▶ **Exercise description**
Your copy should match the records below word for word and contain no pictures.

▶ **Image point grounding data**

---+---

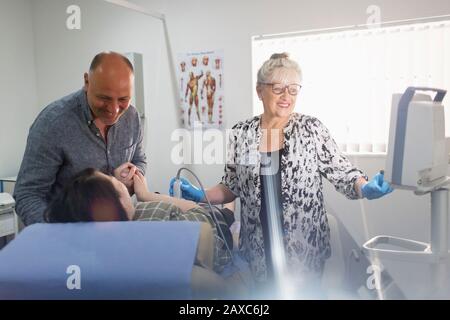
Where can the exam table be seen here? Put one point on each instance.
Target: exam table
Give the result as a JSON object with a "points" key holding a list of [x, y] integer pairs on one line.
{"points": [[105, 260]]}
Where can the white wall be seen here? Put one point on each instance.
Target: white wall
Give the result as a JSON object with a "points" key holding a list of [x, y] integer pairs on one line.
{"points": [[62, 56], [229, 25], [17, 82]]}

---+---

▶ **Answer to the problem**
Where can the exam table be seen here? Put one point on each instance.
Target: exam table
Give the result as a JSON object with a "points" key holding a list of [x, y] integer pairs on one line.
{"points": [[105, 260]]}
Where can the white wall be seen here? Put one point on each instance.
Target: white wall
Give the result as a JSON object with a "points" key holding a list of [x, y] integer pairs on one line.
{"points": [[62, 56], [229, 25], [17, 82]]}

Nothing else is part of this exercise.